-- WHAT TO DO --
Rewrite the entries below, changing every "pixel" to "px" and leaving all other text unchanged. Omit the pictures from your version.

Records from a collection:
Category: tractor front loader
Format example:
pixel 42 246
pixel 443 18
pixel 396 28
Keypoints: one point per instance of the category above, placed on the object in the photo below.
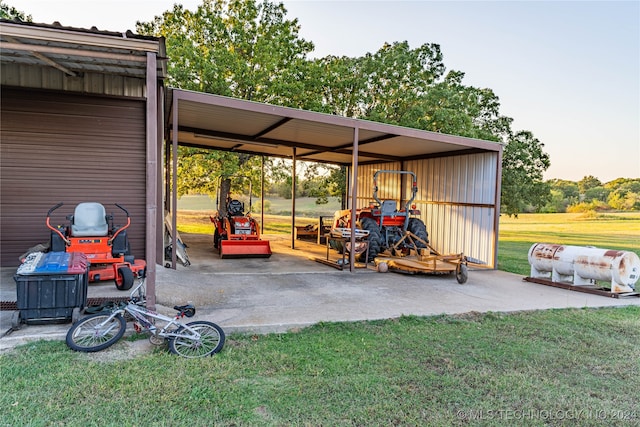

-- OUTPUT --
Category: tractor front loader
Format example:
px 42 246
px 443 18
px 396 28
Keypoints: one point per instance of the category above, placed on the object in the photo below.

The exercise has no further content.